● RECORDS PROVIDED:
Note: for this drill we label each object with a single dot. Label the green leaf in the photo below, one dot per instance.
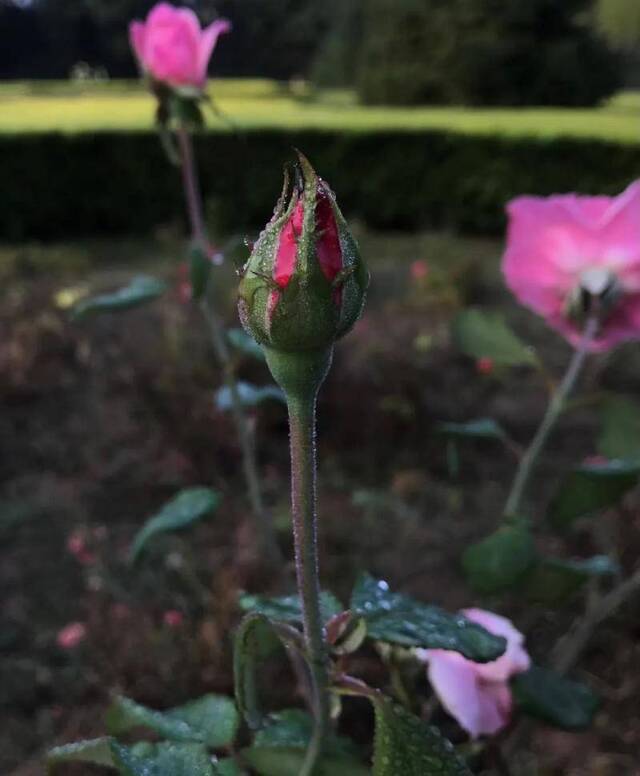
(398, 619)
(404, 745)
(554, 580)
(164, 759)
(183, 510)
(294, 727)
(482, 428)
(243, 343)
(255, 640)
(483, 334)
(547, 696)
(249, 395)
(590, 488)
(212, 720)
(279, 749)
(199, 270)
(141, 289)
(500, 560)
(288, 761)
(620, 431)
(97, 751)
(288, 608)
(228, 767)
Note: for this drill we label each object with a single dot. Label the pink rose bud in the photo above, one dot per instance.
(173, 49)
(485, 365)
(304, 284)
(419, 269)
(477, 695)
(71, 635)
(570, 258)
(172, 618)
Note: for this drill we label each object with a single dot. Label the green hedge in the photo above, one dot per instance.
(66, 186)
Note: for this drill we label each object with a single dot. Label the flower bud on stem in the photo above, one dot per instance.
(219, 343)
(300, 375)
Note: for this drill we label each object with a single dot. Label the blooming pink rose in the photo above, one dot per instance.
(477, 695)
(419, 269)
(71, 635)
(563, 247)
(173, 48)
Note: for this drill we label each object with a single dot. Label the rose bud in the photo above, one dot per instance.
(304, 284)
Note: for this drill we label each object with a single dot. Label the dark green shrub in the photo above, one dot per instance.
(67, 186)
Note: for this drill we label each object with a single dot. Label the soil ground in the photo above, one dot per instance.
(103, 421)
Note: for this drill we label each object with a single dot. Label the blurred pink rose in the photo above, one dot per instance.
(173, 618)
(419, 269)
(477, 695)
(71, 635)
(173, 48)
(563, 250)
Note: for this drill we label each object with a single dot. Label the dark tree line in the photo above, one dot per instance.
(485, 52)
(46, 38)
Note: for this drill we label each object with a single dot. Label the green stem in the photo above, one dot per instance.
(302, 425)
(554, 410)
(219, 343)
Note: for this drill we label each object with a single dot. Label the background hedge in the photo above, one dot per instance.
(66, 186)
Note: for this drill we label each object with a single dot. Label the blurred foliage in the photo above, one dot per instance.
(245, 104)
(115, 183)
(458, 51)
(483, 52)
(619, 20)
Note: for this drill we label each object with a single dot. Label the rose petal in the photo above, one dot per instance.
(515, 660)
(456, 684)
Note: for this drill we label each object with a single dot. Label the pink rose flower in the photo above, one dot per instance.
(569, 250)
(477, 695)
(71, 635)
(172, 47)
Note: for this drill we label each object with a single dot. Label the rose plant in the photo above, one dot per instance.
(574, 260)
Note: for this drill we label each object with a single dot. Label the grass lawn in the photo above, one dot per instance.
(69, 107)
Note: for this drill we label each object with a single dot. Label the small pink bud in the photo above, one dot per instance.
(172, 47)
(172, 618)
(485, 365)
(304, 284)
(419, 269)
(76, 545)
(120, 612)
(71, 635)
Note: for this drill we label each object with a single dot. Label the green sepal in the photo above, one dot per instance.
(310, 312)
(300, 374)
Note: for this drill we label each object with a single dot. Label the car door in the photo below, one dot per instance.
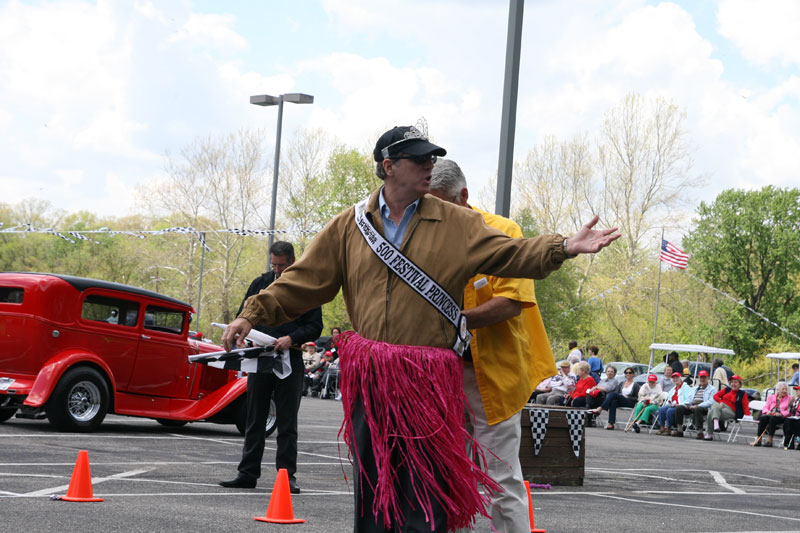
(108, 329)
(162, 367)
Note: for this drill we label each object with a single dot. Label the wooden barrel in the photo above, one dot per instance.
(556, 463)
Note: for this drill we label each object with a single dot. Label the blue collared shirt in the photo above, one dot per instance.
(393, 232)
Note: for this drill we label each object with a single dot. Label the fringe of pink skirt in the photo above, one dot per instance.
(413, 401)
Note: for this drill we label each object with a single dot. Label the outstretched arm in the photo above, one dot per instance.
(590, 241)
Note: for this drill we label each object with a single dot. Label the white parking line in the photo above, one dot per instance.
(698, 507)
(215, 495)
(206, 439)
(723, 483)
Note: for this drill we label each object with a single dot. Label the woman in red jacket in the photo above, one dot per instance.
(731, 403)
(585, 382)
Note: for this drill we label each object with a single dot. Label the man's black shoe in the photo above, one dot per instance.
(239, 482)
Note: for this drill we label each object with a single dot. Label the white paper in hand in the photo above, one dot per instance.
(262, 339)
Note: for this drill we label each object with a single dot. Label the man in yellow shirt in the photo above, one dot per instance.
(509, 354)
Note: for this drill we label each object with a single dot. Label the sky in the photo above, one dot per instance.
(94, 94)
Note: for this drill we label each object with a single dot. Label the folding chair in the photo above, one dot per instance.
(755, 405)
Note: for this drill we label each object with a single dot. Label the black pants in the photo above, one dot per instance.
(614, 400)
(288, 392)
(365, 520)
(771, 421)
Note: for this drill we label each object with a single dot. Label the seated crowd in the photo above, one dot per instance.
(672, 403)
(321, 375)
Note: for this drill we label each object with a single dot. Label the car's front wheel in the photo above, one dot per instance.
(79, 402)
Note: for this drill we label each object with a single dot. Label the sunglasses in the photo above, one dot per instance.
(418, 159)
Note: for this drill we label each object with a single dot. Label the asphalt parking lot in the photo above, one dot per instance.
(155, 478)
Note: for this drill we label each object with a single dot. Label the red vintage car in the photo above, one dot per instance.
(74, 349)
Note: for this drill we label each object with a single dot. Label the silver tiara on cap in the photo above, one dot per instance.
(417, 131)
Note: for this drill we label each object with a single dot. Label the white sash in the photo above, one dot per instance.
(414, 277)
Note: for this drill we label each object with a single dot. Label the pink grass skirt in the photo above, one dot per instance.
(414, 401)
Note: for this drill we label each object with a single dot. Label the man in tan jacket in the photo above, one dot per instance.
(400, 379)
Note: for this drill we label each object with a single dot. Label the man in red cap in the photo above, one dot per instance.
(702, 398)
(649, 396)
(402, 259)
(732, 404)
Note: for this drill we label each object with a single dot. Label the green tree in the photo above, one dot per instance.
(747, 243)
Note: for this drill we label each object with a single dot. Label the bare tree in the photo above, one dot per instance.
(644, 162)
(217, 182)
(555, 183)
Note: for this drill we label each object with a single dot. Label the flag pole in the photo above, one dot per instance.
(658, 294)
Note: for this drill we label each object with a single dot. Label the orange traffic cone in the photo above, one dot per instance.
(80, 486)
(280, 503)
(534, 529)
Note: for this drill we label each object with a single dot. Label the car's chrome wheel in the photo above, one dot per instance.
(84, 401)
(80, 401)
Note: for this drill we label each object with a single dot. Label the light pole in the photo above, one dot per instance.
(268, 100)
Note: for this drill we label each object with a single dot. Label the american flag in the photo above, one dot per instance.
(673, 255)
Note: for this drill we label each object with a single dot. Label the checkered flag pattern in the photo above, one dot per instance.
(539, 420)
(575, 420)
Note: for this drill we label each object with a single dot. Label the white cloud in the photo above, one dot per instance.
(150, 11)
(209, 30)
(71, 178)
(763, 31)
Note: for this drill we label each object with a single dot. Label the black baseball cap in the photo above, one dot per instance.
(405, 140)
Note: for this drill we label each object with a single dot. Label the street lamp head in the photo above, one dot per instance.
(298, 98)
(264, 100)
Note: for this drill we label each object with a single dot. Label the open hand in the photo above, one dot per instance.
(590, 241)
(235, 333)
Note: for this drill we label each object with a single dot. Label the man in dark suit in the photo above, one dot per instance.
(288, 391)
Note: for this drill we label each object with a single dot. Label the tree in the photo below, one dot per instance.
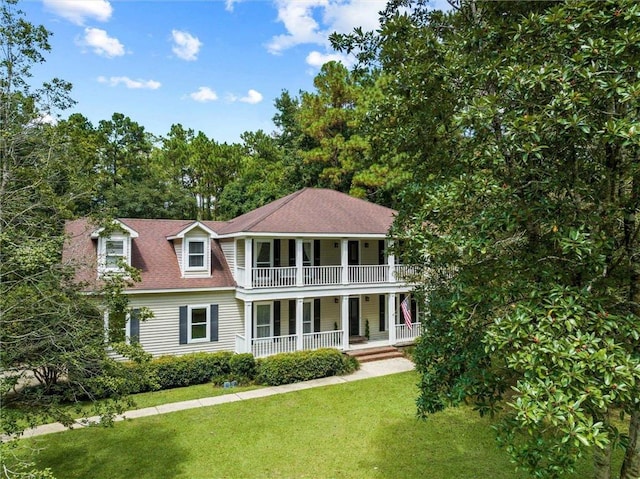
(47, 326)
(520, 124)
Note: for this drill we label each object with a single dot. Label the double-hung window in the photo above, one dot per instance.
(198, 328)
(195, 254)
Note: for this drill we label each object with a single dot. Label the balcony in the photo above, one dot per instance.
(288, 276)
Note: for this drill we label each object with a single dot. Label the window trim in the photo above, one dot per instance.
(207, 323)
(188, 254)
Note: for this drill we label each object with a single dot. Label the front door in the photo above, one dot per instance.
(354, 316)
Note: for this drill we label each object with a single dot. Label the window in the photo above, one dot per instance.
(114, 253)
(195, 253)
(263, 254)
(198, 323)
(306, 317)
(263, 320)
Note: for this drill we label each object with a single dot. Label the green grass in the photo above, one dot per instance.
(362, 429)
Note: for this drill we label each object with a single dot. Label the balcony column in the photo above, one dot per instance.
(248, 263)
(299, 325)
(391, 314)
(391, 261)
(344, 321)
(248, 329)
(344, 260)
(299, 263)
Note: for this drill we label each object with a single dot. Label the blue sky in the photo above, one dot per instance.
(214, 66)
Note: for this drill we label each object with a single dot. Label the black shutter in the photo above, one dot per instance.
(214, 322)
(316, 315)
(292, 316)
(134, 326)
(276, 318)
(183, 325)
(316, 252)
(292, 252)
(276, 253)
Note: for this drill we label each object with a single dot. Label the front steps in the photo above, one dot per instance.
(375, 354)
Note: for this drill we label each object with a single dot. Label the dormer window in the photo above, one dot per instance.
(114, 253)
(114, 248)
(195, 252)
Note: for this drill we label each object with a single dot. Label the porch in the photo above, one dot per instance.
(317, 323)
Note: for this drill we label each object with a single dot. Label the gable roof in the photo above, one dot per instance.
(151, 253)
(314, 210)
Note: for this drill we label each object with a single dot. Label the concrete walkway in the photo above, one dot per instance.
(367, 370)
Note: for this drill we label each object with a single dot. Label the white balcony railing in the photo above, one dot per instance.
(322, 275)
(325, 339)
(369, 274)
(315, 275)
(404, 334)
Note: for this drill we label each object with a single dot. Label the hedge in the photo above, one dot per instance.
(289, 368)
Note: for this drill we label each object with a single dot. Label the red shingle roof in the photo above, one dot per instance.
(314, 210)
(151, 253)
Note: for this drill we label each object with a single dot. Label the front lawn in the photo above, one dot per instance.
(362, 429)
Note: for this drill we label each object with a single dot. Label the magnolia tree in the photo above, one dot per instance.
(521, 123)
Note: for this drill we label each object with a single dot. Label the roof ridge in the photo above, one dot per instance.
(286, 199)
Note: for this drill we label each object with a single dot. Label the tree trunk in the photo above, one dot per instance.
(631, 464)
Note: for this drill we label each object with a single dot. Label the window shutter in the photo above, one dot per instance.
(316, 315)
(214, 322)
(316, 252)
(292, 316)
(134, 326)
(276, 318)
(292, 252)
(276, 253)
(381, 254)
(183, 325)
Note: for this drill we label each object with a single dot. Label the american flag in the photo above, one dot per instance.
(406, 312)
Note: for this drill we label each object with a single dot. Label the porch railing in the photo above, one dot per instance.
(369, 274)
(325, 339)
(273, 345)
(404, 334)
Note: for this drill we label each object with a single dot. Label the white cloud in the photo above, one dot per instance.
(185, 45)
(317, 59)
(252, 97)
(204, 94)
(77, 11)
(228, 4)
(129, 83)
(101, 43)
(298, 19)
(312, 21)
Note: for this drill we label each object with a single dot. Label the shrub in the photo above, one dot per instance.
(302, 366)
(242, 366)
(196, 368)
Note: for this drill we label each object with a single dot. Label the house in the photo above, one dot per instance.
(310, 270)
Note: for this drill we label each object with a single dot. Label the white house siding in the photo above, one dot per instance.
(228, 249)
(369, 251)
(329, 253)
(177, 246)
(160, 335)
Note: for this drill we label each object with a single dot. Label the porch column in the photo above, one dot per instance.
(344, 321)
(344, 260)
(248, 263)
(299, 263)
(391, 314)
(391, 261)
(299, 325)
(248, 330)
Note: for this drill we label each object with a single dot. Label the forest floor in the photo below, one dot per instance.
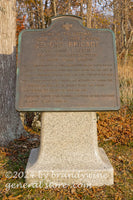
(115, 134)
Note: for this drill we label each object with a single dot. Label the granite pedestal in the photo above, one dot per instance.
(69, 152)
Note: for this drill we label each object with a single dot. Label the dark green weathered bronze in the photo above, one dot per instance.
(67, 67)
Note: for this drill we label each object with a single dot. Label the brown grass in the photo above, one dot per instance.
(125, 73)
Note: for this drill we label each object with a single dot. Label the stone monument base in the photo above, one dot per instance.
(69, 152)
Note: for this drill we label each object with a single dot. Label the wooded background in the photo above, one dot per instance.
(112, 14)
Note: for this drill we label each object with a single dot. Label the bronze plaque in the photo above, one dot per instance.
(67, 67)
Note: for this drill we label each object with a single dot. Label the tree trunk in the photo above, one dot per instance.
(42, 14)
(89, 13)
(54, 2)
(10, 123)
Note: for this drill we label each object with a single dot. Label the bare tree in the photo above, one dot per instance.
(89, 13)
(10, 123)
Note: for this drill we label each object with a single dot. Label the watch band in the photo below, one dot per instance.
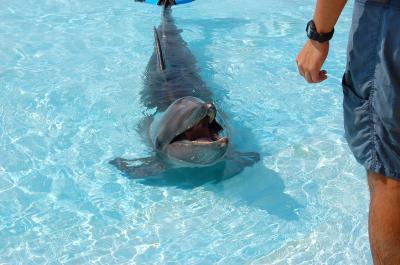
(313, 34)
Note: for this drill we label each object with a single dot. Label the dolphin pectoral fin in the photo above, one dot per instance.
(236, 162)
(247, 159)
(139, 168)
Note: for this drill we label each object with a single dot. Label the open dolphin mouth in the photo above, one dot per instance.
(204, 131)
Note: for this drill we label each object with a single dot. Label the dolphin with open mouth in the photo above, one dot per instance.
(186, 130)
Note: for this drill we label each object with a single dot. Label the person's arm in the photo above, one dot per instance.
(313, 55)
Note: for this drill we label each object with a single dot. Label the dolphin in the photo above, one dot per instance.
(186, 130)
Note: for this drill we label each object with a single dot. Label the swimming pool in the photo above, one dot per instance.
(70, 76)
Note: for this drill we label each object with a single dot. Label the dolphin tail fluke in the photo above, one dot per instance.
(160, 57)
(139, 168)
(165, 3)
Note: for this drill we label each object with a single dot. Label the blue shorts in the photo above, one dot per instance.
(371, 86)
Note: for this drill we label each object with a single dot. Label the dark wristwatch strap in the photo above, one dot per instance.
(313, 34)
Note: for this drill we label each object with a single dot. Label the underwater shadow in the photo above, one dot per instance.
(255, 186)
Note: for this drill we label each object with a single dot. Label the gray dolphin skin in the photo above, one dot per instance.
(186, 130)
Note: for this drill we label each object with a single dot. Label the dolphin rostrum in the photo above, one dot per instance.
(186, 130)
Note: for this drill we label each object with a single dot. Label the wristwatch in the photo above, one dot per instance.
(313, 34)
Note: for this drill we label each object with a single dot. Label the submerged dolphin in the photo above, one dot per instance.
(186, 130)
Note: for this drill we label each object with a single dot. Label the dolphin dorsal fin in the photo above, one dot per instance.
(160, 58)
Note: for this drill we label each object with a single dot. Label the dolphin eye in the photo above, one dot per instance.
(158, 143)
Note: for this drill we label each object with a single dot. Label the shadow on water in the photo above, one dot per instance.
(258, 186)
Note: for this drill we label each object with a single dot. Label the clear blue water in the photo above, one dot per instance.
(70, 75)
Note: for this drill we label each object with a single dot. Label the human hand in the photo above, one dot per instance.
(310, 60)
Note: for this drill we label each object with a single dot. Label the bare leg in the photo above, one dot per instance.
(384, 219)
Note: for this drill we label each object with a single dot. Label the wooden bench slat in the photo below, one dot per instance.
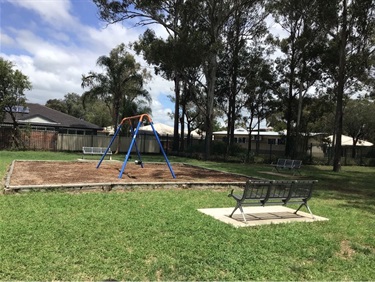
(276, 192)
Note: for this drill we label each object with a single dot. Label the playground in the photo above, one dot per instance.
(69, 173)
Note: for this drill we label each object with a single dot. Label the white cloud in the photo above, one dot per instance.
(57, 49)
(55, 13)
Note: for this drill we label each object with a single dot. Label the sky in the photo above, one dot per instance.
(55, 42)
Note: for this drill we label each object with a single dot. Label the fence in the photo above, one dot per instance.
(53, 141)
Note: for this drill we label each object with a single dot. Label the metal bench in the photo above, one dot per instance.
(96, 151)
(276, 192)
(292, 165)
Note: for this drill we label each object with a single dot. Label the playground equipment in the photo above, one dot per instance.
(133, 142)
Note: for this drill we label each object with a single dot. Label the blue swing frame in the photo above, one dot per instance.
(133, 142)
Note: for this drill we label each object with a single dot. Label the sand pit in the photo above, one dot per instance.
(84, 174)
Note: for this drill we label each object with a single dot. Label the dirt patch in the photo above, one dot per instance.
(53, 172)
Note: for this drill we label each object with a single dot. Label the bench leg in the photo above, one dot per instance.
(234, 210)
(308, 208)
(238, 207)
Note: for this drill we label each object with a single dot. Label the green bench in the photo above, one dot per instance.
(274, 192)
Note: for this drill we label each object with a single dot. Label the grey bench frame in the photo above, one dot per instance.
(292, 165)
(96, 151)
(274, 192)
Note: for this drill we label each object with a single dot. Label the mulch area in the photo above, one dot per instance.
(61, 172)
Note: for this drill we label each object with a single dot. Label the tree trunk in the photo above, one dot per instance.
(211, 81)
(176, 138)
(340, 90)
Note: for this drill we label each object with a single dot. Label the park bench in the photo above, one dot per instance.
(286, 164)
(274, 192)
(96, 151)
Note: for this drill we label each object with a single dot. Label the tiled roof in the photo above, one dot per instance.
(42, 115)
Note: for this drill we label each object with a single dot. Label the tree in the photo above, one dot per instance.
(299, 67)
(13, 84)
(121, 83)
(93, 110)
(210, 17)
(359, 123)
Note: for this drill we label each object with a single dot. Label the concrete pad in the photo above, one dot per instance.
(260, 215)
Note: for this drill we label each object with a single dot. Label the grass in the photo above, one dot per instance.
(160, 235)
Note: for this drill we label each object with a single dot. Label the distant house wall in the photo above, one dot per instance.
(54, 141)
(264, 142)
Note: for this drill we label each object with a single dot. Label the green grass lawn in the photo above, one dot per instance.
(160, 235)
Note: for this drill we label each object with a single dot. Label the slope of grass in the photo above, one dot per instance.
(160, 235)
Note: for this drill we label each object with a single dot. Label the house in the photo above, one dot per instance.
(41, 125)
(42, 118)
(265, 139)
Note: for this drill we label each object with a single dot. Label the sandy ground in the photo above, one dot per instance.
(53, 172)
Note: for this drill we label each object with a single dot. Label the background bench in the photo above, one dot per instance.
(96, 151)
(276, 192)
(286, 164)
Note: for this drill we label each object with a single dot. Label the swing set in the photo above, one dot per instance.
(140, 118)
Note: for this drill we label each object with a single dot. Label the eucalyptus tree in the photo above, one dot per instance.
(13, 84)
(299, 66)
(350, 57)
(259, 89)
(120, 83)
(210, 16)
(358, 120)
(243, 27)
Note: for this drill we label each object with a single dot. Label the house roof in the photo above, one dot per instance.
(348, 141)
(164, 129)
(244, 132)
(37, 114)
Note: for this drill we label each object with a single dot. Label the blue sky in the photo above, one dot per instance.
(54, 42)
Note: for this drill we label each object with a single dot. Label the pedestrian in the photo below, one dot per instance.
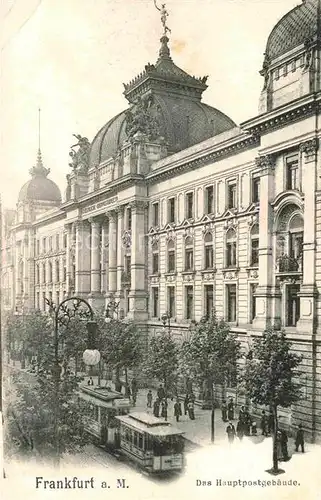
(177, 410)
(230, 430)
(264, 424)
(190, 408)
(240, 430)
(224, 411)
(186, 401)
(164, 407)
(149, 399)
(230, 409)
(299, 439)
(161, 393)
(270, 423)
(156, 408)
(284, 445)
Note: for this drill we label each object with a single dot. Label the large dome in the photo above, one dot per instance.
(171, 99)
(39, 187)
(294, 29)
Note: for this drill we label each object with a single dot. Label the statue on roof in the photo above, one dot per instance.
(80, 157)
(164, 16)
(142, 119)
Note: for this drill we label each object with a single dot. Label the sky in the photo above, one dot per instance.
(71, 57)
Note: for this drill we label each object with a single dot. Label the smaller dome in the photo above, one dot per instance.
(297, 26)
(39, 187)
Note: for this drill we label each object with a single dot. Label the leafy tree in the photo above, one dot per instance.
(121, 345)
(161, 361)
(269, 377)
(210, 355)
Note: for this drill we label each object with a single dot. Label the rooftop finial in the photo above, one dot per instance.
(164, 16)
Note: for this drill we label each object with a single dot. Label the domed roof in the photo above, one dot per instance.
(39, 187)
(297, 26)
(170, 99)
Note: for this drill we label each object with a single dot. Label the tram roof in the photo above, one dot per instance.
(145, 422)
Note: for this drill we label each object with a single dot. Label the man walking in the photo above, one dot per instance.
(299, 439)
(230, 430)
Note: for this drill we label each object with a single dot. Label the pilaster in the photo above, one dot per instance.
(138, 292)
(307, 293)
(82, 250)
(264, 293)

● PROBLEM TO WORK ON: Make an exact copy of every line from the one with "Label the tram" to the end of the data, with the first and last of those lines included.

● SOLUTION TO THIS EXERCISE:
Note: for this drill we label each object with a single dot. Label the tram roof in the photo above, one dot per instance.
(145, 422)
Note: for this drill we label each object with a single dot. Label the man walking in the photo above, one dot per instance.
(299, 439)
(230, 430)
Note: for this drill we label each object with a single dot. Label the pilaster in the photo above, one dot per instance.
(138, 292)
(307, 293)
(82, 250)
(264, 293)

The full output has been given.